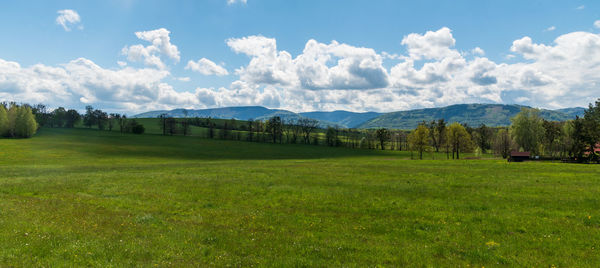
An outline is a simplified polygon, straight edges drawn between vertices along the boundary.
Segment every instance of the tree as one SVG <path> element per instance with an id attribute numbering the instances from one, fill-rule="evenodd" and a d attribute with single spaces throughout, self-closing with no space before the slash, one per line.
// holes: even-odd
<path id="1" fill-rule="evenodd" d="M 440 119 L 438 121 L 431 120 L 429 123 L 425 123 L 423 121 L 422 124 L 429 128 L 431 145 L 433 145 L 433 148 L 435 148 L 436 152 L 439 152 L 444 140 L 443 134 L 446 128 L 446 122 L 444 122 L 444 119 Z"/>
<path id="2" fill-rule="evenodd" d="M 266 131 L 271 134 L 271 138 L 273 139 L 273 143 L 279 142 L 281 143 L 281 137 L 283 136 L 283 125 L 281 123 L 281 117 L 273 116 L 267 120 L 267 125 L 265 126 Z"/>
<path id="3" fill-rule="evenodd" d="M 381 150 L 385 150 L 385 142 L 390 139 L 390 131 L 387 128 L 380 128 L 375 131 L 375 136 L 379 140 Z"/>
<path id="4" fill-rule="evenodd" d="M 455 154 L 456 159 L 460 159 L 460 152 L 469 147 L 471 135 L 463 125 L 454 122 L 448 126 L 446 139 L 452 147 L 452 159 L 454 159 Z"/>
<path id="5" fill-rule="evenodd" d="M 298 119 L 298 125 L 302 130 L 304 136 L 304 143 L 310 144 L 310 133 L 312 133 L 319 126 L 319 121 L 310 118 Z"/>
<path id="6" fill-rule="evenodd" d="M 254 120 L 248 119 L 248 126 L 247 126 L 248 134 L 246 136 L 248 141 L 254 141 L 254 127 L 253 126 L 254 126 Z"/>
<path id="7" fill-rule="evenodd" d="M 50 127 L 64 127 L 67 117 L 67 110 L 58 107 L 50 114 Z"/>
<path id="8" fill-rule="evenodd" d="M 496 137 L 494 138 L 494 154 L 501 155 L 502 158 L 506 159 L 511 151 L 512 139 L 510 137 L 510 133 L 506 129 L 498 130 L 496 133 Z"/>
<path id="9" fill-rule="evenodd" d="M 50 120 L 50 113 L 44 104 L 37 104 L 31 107 L 31 112 L 35 116 L 35 121 L 39 126 L 46 126 Z"/>
<path id="10" fill-rule="evenodd" d="M 10 116 L 9 116 L 10 118 Z M 595 161 L 600 163 L 600 155 L 594 149 L 600 142 L 600 99 L 595 106 L 590 104 L 583 118 L 574 120 L 574 151 L 579 161 Z"/>
<path id="11" fill-rule="evenodd" d="M 482 153 L 492 148 L 492 130 L 485 124 L 481 124 L 473 130 L 473 141 L 481 149 Z"/>
<path id="12" fill-rule="evenodd" d="M 435 148 L 435 151 L 439 152 L 439 147 L 446 143 L 446 121 L 444 121 L 444 119 L 439 119 L 435 130 L 437 134 L 436 136 L 438 145 L 438 147 Z"/>
<path id="13" fill-rule="evenodd" d="M 544 127 L 544 151 L 549 152 L 550 156 L 554 157 L 554 152 L 557 151 L 556 144 L 560 142 L 560 135 L 562 134 L 560 123 L 542 120 L 542 126 Z"/>
<path id="14" fill-rule="evenodd" d="M 35 134 L 38 125 L 29 106 L 21 105 L 15 122 L 15 137 L 29 138 Z"/>
<path id="15" fill-rule="evenodd" d="M 29 138 L 37 131 L 35 115 L 28 105 L 11 103 L 8 110 L 0 105 L 0 134 L 5 137 Z"/>
<path id="16" fill-rule="evenodd" d="M 511 136 L 526 152 L 539 153 L 539 145 L 544 135 L 544 127 L 539 109 L 522 108 L 511 119 Z"/>
<path id="17" fill-rule="evenodd" d="M 9 107 L 8 107 L 8 112 L 7 112 L 7 118 L 8 118 L 8 137 L 14 137 L 15 136 L 15 125 L 17 123 L 17 116 L 18 116 L 18 111 L 19 107 L 17 106 L 16 103 L 10 103 Z"/>
<path id="18" fill-rule="evenodd" d="M 575 137 L 575 127 L 574 120 L 569 120 L 563 123 L 560 129 L 560 154 L 562 158 L 573 157 L 574 156 L 574 137 Z"/>
<path id="19" fill-rule="evenodd" d="M 125 125 L 127 124 L 127 116 L 126 115 L 119 116 L 117 114 L 117 120 L 119 121 L 119 132 L 123 133 L 123 131 L 125 130 Z"/>
<path id="20" fill-rule="evenodd" d="M 223 128 L 219 130 L 219 139 L 226 140 L 229 138 L 229 126 L 227 122 L 223 124 Z"/>
<path id="21" fill-rule="evenodd" d="M 117 121 L 121 116 L 119 114 L 109 114 L 108 115 L 108 131 L 112 131 L 115 127 L 115 121 Z"/>
<path id="22" fill-rule="evenodd" d="M 65 127 L 74 128 L 79 120 L 81 120 L 81 115 L 76 110 L 69 109 L 65 113 Z"/>
<path id="23" fill-rule="evenodd" d="M 94 121 L 98 124 L 98 129 L 104 130 L 108 125 L 108 114 L 100 109 L 96 109 L 93 112 Z"/>
<path id="24" fill-rule="evenodd" d="M 327 132 L 325 132 L 325 143 L 327 146 L 338 146 L 341 141 L 338 138 L 339 129 L 334 128 L 332 126 L 327 127 Z"/>
<path id="25" fill-rule="evenodd" d="M 173 136 L 173 134 L 177 133 L 177 120 L 175 118 L 167 116 L 167 114 L 161 114 L 158 118 L 160 119 L 158 124 L 163 136 Z"/>
<path id="26" fill-rule="evenodd" d="M 425 125 L 420 124 L 410 135 L 408 135 L 408 142 L 410 144 L 411 151 L 416 150 L 419 152 L 419 159 L 423 159 L 423 152 L 425 152 L 431 142 L 431 136 L 429 134 L 429 128 Z"/>
<path id="27" fill-rule="evenodd" d="M 3 103 L 0 103 L 0 137 L 6 137 L 9 135 L 8 126 L 8 110 Z"/>
<path id="28" fill-rule="evenodd" d="M 184 111 L 187 111 L 187 110 L 184 110 Z M 179 125 L 181 125 L 181 134 L 183 134 L 183 136 L 188 136 L 192 133 L 189 119 L 187 119 L 187 118 L 182 119 L 181 122 L 179 122 Z"/>
<path id="29" fill-rule="evenodd" d="M 91 128 L 94 124 L 96 124 L 94 120 L 94 107 L 88 105 L 85 106 L 85 115 L 83 116 L 83 125 L 88 128 Z"/>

_WORK INSTRUCTIONS_
Keep the pictures out and print all the records exactly as they are.

_YOUR SOLUTION_
An outline is a simplified polygon, straight edges drawn between vertices along the boundary.
Segment every instance of the tree as one SVG <path> element per instance with an id attribute numbering the instances from one, fill-rule="evenodd" and a d attribute with single spaces throughout, self-closing with no space before the slash, one per line.
// holes: even-odd
<path id="1" fill-rule="evenodd" d="M 440 119 L 438 121 L 431 120 L 429 123 L 425 123 L 423 121 L 422 124 L 429 128 L 431 145 L 433 145 L 433 148 L 435 148 L 436 152 L 439 152 L 444 140 L 443 134 L 446 128 L 446 122 L 444 122 L 444 119 Z"/>
<path id="2" fill-rule="evenodd" d="M 266 131 L 271 134 L 271 138 L 273 139 L 273 143 L 279 142 L 281 143 L 281 137 L 283 136 L 283 125 L 281 123 L 281 117 L 273 116 L 267 120 L 267 125 L 265 126 Z"/>
<path id="3" fill-rule="evenodd" d="M 381 150 L 385 150 L 385 142 L 390 139 L 390 131 L 387 128 L 380 128 L 375 131 L 375 136 L 379 140 Z"/>
<path id="4" fill-rule="evenodd" d="M 455 154 L 456 159 L 460 159 L 460 152 L 469 147 L 471 135 L 463 125 L 454 122 L 448 126 L 446 139 L 452 147 L 452 159 L 454 159 Z"/>
<path id="5" fill-rule="evenodd" d="M 298 119 L 298 125 L 302 130 L 304 136 L 304 143 L 310 144 L 310 133 L 312 133 L 319 126 L 319 121 L 310 118 Z"/>
<path id="6" fill-rule="evenodd" d="M 254 120 L 248 119 L 248 126 L 247 126 L 248 134 L 246 136 L 248 141 L 254 141 L 254 127 L 253 126 L 254 126 Z"/>
<path id="7" fill-rule="evenodd" d="M 50 127 L 64 127 L 67 117 L 67 110 L 58 107 L 50 114 Z"/>
<path id="8" fill-rule="evenodd" d="M 496 137 L 494 138 L 494 154 L 501 155 L 502 158 L 506 159 L 511 151 L 512 139 L 510 137 L 510 133 L 506 129 L 498 130 L 496 133 Z"/>
<path id="9" fill-rule="evenodd" d="M 50 120 L 50 113 L 44 104 L 37 104 L 31 107 L 31 112 L 35 116 L 35 121 L 39 126 L 46 126 Z"/>
<path id="10" fill-rule="evenodd" d="M 10 116 L 9 116 L 10 118 Z M 595 161 L 600 163 L 600 155 L 594 149 L 600 142 L 600 99 L 595 106 L 590 104 L 583 118 L 574 120 L 574 151 L 579 161 Z"/>
<path id="11" fill-rule="evenodd" d="M 482 153 L 492 148 L 492 130 L 485 124 L 481 124 L 473 130 L 473 141 L 481 149 Z"/>
<path id="12" fill-rule="evenodd" d="M 435 148 L 435 151 L 439 152 L 439 147 L 446 143 L 446 121 L 444 121 L 444 119 L 439 119 L 435 130 L 437 134 L 436 136 L 438 145 L 438 147 Z"/>
<path id="13" fill-rule="evenodd" d="M 544 127 L 544 151 L 549 152 L 550 156 L 554 157 L 554 152 L 557 151 L 556 144 L 560 142 L 560 135 L 562 134 L 560 123 L 542 120 L 542 126 Z"/>
<path id="14" fill-rule="evenodd" d="M 35 134 L 38 125 L 29 106 L 21 105 L 15 122 L 15 137 L 29 138 Z"/>
<path id="15" fill-rule="evenodd" d="M 29 138 L 37 131 L 35 115 L 28 105 L 11 103 L 8 110 L 0 105 L 0 134 L 5 137 Z"/>
<path id="16" fill-rule="evenodd" d="M 511 136 L 526 152 L 539 153 L 539 145 L 544 135 L 544 127 L 539 109 L 522 108 L 511 119 Z"/>
<path id="17" fill-rule="evenodd" d="M 9 107 L 8 107 L 8 112 L 7 112 L 7 118 L 8 118 L 8 137 L 14 137 L 15 136 L 15 125 L 17 123 L 17 116 L 18 116 L 18 111 L 19 107 L 17 106 L 16 103 L 10 103 Z"/>
<path id="18" fill-rule="evenodd" d="M 575 137 L 575 127 L 574 120 L 569 120 L 563 123 L 560 129 L 560 154 L 562 158 L 573 157 L 574 156 L 574 137 Z"/>
<path id="19" fill-rule="evenodd" d="M 125 125 L 127 124 L 127 116 L 126 115 L 119 116 L 117 114 L 117 120 L 119 121 L 119 132 L 123 133 L 123 131 L 125 130 Z"/>
<path id="20" fill-rule="evenodd" d="M 223 128 L 219 130 L 219 139 L 226 140 L 229 138 L 229 126 L 227 122 L 223 124 Z"/>
<path id="21" fill-rule="evenodd" d="M 117 121 L 121 116 L 119 114 L 109 114 L 108 115 L 108 131 L 112 131 L 115 127 L 115 121 Z"/>
<path id="22" fill-rule="evenodd" d="M 65 127 L 74 128 L 79 120 L 81 120 L 81 115 L 76 110 L 69 109 L 65 113 Z"/>
<path id="23" fill-rule="evenodd" d="M 94 121 L 98 124 L 98 129 L 104 130 L 108 125 L 108 114 L 100 109 L 96 109 L 93 112 Z"/>
<path id="24" fill-rule="evenodd" d="M 327 132 L 325 132 L 325 143 L 327 146 L 338 146 L 341 141 L 338 138 L 339 129 L 334 128 L 332 126 L 327 127 Z"/>
<path id="25" fill-rule="evenodd" d="M 173 136 L 173 134 L 177 133 L 177 120 L 175 118 L 167 116 L 167 114 L 161 114 L 158 118 L 160 119 L 158 124 L 163 136 Z"/>
<path id="26" fill-rule="evenodd" d="M 425 125 L 420 124 L 410 135 L 408 135 L 408 142 L 410 144 L 411 151 L 416 150 L 419 152 L 419 159 L 423 159 L 423 152 L 425 152 L 431 142 L 431 136 L 429 134 L 429 128 Z"/>
<path id="27" fill-rule="evenodd" d="M 3 103 L 0 103 L 0 137 L 6 137 L 9 135 L 8 126 L 8 110 Z"/>
<path id="28" fill-rule="evenodd" d="M 184 111 L 187 111 L 187 110 L 184 110 Z M 179 125 L 181 125 L 181 134 L 183 134 L 183 136 L 188 136 L 192 133 L 189 119 L 187 119 L 187 118 L 182 119 L 181 122 L 179 122 Z"/>
<path id="29" fill-rule="evenodd" d="M 91 128 L 94 124 L 96 124 L 94 120 L 94 107 L 88 105 L 85 106 L 85 115 L 83 116 L 83 125 L 88 128 Z"/>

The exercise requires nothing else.